PROBLEM REQUIREMENTS:
Reproduce word for word the records from the line containing "of the floor" up to and including the final line of the records.

============================================================

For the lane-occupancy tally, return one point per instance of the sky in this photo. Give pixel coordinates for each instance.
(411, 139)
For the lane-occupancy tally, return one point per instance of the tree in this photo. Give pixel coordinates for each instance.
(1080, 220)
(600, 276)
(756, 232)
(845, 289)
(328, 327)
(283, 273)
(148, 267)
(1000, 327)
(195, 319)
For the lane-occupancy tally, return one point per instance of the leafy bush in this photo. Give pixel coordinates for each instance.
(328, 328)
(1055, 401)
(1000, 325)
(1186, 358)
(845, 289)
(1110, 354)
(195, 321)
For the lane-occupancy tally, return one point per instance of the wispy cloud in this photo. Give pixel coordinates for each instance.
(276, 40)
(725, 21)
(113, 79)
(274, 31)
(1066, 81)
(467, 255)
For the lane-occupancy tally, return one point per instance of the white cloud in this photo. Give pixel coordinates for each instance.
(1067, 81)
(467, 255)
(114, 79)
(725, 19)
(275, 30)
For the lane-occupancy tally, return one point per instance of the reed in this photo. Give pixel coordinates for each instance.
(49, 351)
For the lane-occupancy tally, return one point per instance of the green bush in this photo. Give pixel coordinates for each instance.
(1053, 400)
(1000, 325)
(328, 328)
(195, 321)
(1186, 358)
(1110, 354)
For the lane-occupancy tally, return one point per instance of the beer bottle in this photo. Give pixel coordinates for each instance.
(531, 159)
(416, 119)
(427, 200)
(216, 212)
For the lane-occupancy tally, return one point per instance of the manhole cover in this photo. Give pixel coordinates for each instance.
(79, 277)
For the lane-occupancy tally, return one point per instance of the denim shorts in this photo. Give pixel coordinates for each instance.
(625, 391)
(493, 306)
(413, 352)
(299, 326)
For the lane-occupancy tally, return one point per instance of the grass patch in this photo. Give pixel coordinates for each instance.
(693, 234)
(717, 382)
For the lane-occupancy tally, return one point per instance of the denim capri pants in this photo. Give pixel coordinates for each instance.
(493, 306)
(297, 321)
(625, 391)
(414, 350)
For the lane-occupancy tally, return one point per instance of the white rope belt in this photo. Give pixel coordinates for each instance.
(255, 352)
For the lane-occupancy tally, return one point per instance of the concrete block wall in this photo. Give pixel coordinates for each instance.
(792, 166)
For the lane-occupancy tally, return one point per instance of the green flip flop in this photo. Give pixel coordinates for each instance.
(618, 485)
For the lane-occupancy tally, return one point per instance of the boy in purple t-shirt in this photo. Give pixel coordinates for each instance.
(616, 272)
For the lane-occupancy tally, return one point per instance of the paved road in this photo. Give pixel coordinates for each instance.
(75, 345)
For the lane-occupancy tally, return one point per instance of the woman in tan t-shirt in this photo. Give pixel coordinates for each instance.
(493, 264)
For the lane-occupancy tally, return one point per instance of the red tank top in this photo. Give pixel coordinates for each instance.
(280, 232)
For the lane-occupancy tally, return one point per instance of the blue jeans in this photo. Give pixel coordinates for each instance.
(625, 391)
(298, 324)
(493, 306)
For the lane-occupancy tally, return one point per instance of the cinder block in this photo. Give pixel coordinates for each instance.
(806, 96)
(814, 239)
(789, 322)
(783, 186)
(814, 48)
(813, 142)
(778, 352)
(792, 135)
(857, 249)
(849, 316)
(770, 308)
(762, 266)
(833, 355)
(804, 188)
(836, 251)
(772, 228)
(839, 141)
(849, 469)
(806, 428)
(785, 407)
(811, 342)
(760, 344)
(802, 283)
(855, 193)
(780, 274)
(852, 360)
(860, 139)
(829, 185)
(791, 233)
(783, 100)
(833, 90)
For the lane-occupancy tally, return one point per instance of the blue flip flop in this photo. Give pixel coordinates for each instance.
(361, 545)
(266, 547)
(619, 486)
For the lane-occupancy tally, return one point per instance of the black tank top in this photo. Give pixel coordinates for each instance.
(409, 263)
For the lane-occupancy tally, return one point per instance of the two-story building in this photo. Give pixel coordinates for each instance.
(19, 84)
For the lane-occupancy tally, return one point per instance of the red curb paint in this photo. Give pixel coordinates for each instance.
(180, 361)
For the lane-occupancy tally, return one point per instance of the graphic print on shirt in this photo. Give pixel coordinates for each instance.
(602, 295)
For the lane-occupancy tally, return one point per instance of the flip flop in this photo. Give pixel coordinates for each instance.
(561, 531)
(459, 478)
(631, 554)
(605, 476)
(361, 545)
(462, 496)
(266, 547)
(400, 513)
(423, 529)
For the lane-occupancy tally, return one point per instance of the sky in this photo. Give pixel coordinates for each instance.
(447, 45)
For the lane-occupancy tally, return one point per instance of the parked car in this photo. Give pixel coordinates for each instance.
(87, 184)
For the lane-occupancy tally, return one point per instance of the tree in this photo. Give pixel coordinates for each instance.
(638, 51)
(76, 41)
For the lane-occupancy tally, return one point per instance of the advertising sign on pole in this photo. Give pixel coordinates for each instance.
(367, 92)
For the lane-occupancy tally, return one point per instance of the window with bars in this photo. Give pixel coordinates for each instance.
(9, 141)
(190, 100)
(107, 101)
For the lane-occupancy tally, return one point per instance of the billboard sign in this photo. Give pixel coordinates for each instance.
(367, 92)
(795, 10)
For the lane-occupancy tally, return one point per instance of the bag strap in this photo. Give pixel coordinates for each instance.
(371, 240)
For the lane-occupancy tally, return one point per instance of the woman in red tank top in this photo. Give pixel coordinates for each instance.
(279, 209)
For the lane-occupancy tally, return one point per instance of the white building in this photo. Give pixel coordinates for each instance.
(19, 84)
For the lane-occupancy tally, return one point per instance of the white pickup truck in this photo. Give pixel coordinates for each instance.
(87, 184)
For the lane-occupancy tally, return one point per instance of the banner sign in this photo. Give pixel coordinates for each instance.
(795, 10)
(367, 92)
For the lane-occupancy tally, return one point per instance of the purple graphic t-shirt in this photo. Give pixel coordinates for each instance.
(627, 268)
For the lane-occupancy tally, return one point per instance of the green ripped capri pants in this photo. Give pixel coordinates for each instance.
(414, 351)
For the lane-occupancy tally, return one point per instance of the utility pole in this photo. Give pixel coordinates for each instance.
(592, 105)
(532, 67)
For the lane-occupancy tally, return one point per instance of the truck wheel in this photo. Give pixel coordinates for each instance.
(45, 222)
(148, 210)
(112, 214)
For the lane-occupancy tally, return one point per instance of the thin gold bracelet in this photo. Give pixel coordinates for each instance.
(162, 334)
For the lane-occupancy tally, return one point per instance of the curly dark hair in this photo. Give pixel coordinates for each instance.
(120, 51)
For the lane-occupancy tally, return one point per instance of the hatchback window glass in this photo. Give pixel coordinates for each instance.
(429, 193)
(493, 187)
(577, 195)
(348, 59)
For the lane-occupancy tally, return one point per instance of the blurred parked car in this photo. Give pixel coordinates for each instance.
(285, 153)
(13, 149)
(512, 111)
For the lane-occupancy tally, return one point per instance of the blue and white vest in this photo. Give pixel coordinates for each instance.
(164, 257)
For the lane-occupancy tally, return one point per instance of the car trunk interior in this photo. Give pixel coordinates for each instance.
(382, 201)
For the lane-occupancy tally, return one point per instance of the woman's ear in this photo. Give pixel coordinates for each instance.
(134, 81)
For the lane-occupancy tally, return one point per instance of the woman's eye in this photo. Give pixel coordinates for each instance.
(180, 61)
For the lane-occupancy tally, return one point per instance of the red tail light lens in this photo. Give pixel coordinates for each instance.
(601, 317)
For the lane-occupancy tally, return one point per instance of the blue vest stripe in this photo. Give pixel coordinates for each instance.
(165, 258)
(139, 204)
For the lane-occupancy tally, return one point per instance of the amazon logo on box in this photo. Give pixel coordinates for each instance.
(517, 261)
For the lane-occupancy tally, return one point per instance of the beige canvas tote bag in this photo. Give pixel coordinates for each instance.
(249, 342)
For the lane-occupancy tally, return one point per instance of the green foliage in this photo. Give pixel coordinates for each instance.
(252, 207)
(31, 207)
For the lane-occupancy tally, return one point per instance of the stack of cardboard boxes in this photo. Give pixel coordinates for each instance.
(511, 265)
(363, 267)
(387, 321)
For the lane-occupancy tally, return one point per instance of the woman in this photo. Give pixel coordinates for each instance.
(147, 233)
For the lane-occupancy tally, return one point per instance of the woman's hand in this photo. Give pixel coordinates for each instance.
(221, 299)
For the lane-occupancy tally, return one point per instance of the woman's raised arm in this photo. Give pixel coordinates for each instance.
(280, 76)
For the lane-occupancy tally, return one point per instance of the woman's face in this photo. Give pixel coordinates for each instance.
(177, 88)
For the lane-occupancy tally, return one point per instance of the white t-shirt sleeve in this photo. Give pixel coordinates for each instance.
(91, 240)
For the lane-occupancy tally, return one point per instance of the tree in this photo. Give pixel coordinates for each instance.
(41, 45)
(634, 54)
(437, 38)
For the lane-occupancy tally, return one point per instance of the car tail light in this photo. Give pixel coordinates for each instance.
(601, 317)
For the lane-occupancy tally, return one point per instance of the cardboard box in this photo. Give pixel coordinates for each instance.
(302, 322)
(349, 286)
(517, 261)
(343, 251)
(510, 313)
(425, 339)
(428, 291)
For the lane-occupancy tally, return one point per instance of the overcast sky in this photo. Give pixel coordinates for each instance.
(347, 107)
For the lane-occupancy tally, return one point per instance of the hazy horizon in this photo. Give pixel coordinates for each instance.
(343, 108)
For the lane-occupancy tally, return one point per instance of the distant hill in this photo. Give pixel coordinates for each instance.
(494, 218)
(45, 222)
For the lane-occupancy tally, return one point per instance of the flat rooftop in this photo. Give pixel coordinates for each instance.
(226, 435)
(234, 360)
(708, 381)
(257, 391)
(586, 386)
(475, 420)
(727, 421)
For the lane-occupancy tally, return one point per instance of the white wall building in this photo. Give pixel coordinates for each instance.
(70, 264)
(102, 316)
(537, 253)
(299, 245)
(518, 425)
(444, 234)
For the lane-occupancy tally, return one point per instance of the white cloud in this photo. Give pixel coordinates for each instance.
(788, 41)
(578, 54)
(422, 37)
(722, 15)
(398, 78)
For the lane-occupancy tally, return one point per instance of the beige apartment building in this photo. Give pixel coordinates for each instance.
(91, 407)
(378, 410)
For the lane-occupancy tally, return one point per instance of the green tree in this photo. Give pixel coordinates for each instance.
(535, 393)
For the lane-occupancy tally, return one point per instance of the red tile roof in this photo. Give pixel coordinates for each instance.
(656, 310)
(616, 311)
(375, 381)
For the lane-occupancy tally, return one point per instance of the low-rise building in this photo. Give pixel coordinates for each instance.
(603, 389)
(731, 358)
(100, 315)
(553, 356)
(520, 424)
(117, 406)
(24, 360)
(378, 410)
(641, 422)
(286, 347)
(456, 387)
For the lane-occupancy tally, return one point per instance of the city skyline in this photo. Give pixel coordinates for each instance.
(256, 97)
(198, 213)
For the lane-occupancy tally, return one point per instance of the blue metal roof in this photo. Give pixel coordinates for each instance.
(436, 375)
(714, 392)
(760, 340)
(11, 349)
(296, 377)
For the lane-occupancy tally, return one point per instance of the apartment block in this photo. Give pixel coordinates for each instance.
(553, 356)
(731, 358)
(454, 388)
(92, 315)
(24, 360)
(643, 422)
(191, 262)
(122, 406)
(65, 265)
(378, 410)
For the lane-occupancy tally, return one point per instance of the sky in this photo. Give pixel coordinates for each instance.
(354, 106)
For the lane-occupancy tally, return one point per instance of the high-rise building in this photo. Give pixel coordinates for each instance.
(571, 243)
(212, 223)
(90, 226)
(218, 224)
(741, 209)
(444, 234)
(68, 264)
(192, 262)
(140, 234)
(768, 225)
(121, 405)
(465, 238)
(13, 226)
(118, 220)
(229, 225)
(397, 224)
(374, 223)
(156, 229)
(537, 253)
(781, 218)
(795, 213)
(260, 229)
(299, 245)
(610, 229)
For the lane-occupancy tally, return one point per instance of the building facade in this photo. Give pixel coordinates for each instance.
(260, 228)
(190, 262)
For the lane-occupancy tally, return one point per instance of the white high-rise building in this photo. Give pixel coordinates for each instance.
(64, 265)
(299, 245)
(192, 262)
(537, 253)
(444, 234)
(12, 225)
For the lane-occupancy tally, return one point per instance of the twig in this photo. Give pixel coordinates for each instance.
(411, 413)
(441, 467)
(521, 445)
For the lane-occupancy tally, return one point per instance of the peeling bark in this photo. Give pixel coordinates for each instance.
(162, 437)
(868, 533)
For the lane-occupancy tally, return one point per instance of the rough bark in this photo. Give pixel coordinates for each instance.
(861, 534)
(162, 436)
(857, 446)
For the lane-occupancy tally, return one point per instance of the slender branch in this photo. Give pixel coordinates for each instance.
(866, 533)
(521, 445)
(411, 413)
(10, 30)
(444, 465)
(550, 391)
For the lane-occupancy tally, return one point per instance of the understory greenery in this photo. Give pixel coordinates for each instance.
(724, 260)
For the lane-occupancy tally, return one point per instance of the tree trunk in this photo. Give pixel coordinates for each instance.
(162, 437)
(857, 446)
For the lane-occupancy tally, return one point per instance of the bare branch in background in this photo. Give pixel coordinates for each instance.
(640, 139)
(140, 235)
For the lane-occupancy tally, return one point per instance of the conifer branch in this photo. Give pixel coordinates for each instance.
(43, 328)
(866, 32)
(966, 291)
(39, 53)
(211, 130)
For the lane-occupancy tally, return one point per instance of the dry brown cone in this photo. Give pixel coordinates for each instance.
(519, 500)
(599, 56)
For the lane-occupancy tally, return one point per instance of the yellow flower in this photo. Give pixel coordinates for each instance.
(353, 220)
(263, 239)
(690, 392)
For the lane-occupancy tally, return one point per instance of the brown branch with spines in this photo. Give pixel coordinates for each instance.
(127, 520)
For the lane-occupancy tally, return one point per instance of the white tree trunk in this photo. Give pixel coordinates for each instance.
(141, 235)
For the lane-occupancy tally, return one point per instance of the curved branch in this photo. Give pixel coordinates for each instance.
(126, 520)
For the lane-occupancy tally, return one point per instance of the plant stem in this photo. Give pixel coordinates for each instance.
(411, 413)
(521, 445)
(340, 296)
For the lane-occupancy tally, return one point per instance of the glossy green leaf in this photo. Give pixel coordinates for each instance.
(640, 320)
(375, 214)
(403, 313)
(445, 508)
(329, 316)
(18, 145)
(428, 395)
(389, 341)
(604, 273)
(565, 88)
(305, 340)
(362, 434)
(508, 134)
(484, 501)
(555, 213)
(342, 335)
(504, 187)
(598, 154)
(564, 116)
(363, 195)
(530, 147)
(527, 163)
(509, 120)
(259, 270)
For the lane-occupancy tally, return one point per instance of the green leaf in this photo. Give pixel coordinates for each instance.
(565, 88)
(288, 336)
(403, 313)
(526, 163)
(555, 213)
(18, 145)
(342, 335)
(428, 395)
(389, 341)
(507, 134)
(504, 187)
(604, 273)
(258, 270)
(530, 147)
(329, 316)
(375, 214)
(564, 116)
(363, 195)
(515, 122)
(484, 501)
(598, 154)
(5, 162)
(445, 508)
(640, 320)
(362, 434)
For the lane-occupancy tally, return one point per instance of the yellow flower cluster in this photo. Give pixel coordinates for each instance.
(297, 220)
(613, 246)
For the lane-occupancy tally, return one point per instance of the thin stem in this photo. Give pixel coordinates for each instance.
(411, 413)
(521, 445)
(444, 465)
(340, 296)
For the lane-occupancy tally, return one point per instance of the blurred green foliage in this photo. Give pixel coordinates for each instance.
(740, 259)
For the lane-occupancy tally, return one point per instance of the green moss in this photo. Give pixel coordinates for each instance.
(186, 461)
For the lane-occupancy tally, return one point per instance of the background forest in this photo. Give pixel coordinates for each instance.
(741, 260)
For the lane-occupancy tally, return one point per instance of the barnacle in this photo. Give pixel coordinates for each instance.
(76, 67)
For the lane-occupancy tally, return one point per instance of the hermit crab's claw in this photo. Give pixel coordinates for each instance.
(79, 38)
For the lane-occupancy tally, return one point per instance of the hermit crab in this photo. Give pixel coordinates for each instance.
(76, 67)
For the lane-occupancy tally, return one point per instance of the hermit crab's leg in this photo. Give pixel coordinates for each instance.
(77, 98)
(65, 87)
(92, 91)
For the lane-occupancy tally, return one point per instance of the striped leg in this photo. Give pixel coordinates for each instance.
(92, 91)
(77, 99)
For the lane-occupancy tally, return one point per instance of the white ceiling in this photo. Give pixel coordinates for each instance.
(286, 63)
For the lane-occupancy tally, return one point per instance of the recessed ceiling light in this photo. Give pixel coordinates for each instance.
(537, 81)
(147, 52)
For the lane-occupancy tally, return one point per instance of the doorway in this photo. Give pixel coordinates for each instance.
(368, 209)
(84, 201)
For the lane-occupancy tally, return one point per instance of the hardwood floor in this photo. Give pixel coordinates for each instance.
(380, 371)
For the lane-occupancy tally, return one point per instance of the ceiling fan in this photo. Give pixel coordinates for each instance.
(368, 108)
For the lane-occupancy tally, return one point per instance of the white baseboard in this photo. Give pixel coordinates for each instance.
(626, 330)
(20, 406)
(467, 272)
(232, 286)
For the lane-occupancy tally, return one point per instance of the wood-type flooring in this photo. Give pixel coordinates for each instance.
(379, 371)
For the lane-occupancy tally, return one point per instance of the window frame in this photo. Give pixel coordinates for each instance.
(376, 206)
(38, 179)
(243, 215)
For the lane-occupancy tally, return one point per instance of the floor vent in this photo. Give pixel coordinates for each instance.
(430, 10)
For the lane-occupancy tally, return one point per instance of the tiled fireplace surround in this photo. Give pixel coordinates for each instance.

============================================================

TASK RESPONSE:
For the lane-occupancy tally, return one point per instance of the floor vent in this photo. Give pixel coordinates for each instance.
(430, 10)
For the lane-occupancy tally, return one point per instance of the tiled fireplace surround in this photo. Give pixel coordinates for each instance.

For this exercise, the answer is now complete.